Я проехал всю незнакомую теперь Владимировку, не увидел ни цветов в палисадниках, ни ворот, связанных по казацки из жердей. Остановился на том месте, где стоял дом бабы Шуры, родственницы. Умерла три года назад в 95 лет. Дом её, самый старый в деревне, развалился, рассыпался. Торчали куски жестяной крыши и валялись рядом битые стёкла окон. Никто дом не сравнял бульдозером и, похоже, не собирался. Я минут пятнадцать походил вокруг развалин, выкурил две сигареты и почувствовал – как устал от ожидания радости встречи с детством и от разочарования одновременно.
В Кустанай вернулся разбитый и грустный. Подъехал к стадиону, где начинал заниматься и где выполнил норматив первого разряда в десятиборье. Пошел к центральному входу, хотел пройтись по рекортановой дорожке, дойти до сектора метания копья и посидеть на трибуне. Но на входе стояла охрана и постороннего не пустила. Я посмотрел через решетку. Не было рекортана. В глубине стадиона торчали два двухэтажных офиса. Трава на футбольном поле была искусственной, А вместо деревянных длинных скамеек поставили пластиковые сиденья разного цвета. Всё пахло иначе, не было звука струи воды из шлангов, которыми поливали траву на поле, не было запаха пота, который раньше никак не выветривался. Тренировки самые разные шли с утра до позднего вечера. Ну, выкурил я ещё сигарету и поехал к брату.
Брат предложил перекусить слегка и поехать в центр города.
Сказать, что я не узнал центра города Кустанай, где жил до призыва в ряды защитников большой Родины, значит не сказать ничего. Это был абсолютно другой город. Красивые фасады стеклянных зданий, фонтан в пруду с лебедями, какие-то незнакомые деревья и цветы, которые у нас никогда не росли, Просторные, как поля в степи, площади со смешными фигурами героев фильмов и сказок. Огромное и нелепое в этом месте колесо обозрения и много маленьких, огороженных плетнями уличных блинных, чебуречных и пивных. Красиво. Поражало вкусом хорошим и модерновым стилем.
Но это был не мой город. Это была не моя ностальгия.
Я улетел утром. И уже в самолете понял, что ностальгия- это болезнь души и ума. И сердца. Это она, болезнь, внушает, вдалбливает во всю твою внутренность, что всё постоянно в этом мире. Всё незыблемо. И если истосковался по малой родине, то приезжай и хлебай ложками успокоение и умиротворение от прикосновения к своему прошлому, к детству и юности. Через дома, улицы, запахи, звуки, теток с ливерными пирожками, автоматы с газводой, урны в стиле ампир и автобусы ЛиАз. Древние и уютные.
Это иллюзия. Застывший в памяти воображаемый виртуал. Обман зрения, слуха и нюха.
Нет ностальгии, как возможности прикоснуться снова к тому же самому своему прошлому. Есть ностальгия как заболевание. Скорее всего – это одна из форм невроза.
Печально лишь то, что это не лечится. Да никто и не собирается лечиться от этой сладкой, но мучительной муки – ностальгии.

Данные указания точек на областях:
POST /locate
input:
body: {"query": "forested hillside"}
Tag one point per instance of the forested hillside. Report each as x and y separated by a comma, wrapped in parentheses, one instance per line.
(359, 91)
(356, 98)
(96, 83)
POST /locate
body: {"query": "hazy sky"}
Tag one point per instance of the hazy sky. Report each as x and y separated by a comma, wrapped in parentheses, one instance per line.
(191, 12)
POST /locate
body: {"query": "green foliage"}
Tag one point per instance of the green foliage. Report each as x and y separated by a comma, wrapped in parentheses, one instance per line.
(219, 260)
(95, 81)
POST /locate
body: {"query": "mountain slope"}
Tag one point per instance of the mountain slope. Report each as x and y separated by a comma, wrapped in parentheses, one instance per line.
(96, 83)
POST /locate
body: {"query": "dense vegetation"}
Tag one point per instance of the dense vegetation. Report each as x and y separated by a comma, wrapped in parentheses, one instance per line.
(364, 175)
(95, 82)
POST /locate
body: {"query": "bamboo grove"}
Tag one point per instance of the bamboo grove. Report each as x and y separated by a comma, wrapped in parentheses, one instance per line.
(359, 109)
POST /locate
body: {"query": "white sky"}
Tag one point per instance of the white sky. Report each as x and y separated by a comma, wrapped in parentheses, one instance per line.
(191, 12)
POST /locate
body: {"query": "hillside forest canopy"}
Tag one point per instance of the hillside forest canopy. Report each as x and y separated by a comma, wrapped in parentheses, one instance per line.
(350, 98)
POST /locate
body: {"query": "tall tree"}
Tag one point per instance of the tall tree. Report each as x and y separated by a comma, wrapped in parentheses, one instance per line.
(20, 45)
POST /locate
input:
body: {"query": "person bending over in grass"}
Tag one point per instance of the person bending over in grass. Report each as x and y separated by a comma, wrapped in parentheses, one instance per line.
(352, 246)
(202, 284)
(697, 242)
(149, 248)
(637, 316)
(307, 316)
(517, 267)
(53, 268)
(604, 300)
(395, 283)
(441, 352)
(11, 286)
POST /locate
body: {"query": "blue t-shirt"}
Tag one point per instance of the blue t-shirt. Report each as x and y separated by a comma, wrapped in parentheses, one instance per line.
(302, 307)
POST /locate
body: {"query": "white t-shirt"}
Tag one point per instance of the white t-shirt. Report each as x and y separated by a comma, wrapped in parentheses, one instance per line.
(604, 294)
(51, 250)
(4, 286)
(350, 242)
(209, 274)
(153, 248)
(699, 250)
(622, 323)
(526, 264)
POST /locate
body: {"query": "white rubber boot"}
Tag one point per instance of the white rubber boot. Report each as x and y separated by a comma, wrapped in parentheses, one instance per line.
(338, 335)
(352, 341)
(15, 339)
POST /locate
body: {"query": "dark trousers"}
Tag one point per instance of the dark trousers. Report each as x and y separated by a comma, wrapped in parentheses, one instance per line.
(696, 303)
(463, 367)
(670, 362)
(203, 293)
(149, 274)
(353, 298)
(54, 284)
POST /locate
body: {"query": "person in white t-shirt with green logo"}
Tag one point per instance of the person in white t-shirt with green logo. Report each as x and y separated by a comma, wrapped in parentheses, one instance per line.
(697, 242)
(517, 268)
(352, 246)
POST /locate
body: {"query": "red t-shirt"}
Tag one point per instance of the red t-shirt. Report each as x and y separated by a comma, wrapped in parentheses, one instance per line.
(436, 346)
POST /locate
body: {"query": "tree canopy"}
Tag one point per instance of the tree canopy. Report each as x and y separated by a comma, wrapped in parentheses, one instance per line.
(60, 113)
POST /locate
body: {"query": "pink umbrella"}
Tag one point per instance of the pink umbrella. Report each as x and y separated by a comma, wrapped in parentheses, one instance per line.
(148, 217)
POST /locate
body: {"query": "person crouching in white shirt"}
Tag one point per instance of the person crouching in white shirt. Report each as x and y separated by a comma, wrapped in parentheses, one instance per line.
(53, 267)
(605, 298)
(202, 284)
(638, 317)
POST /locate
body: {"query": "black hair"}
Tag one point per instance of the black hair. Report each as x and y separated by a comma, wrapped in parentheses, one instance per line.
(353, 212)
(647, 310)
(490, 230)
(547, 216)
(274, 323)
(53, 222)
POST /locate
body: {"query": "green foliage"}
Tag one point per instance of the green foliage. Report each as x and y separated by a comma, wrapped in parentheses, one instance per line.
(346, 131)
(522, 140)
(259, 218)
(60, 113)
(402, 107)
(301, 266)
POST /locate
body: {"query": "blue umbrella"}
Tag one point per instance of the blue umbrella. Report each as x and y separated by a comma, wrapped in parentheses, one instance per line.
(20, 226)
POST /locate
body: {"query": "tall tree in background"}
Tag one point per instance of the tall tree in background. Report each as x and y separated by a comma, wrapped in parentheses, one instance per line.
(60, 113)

Описание задачи:
Согласно фрагменту, какой норматив был выполнен на стадионе в Кустанае? Записи здесь никакой роли не играют.

Ответ ниже:
Норматив первого разряда в десятиборье.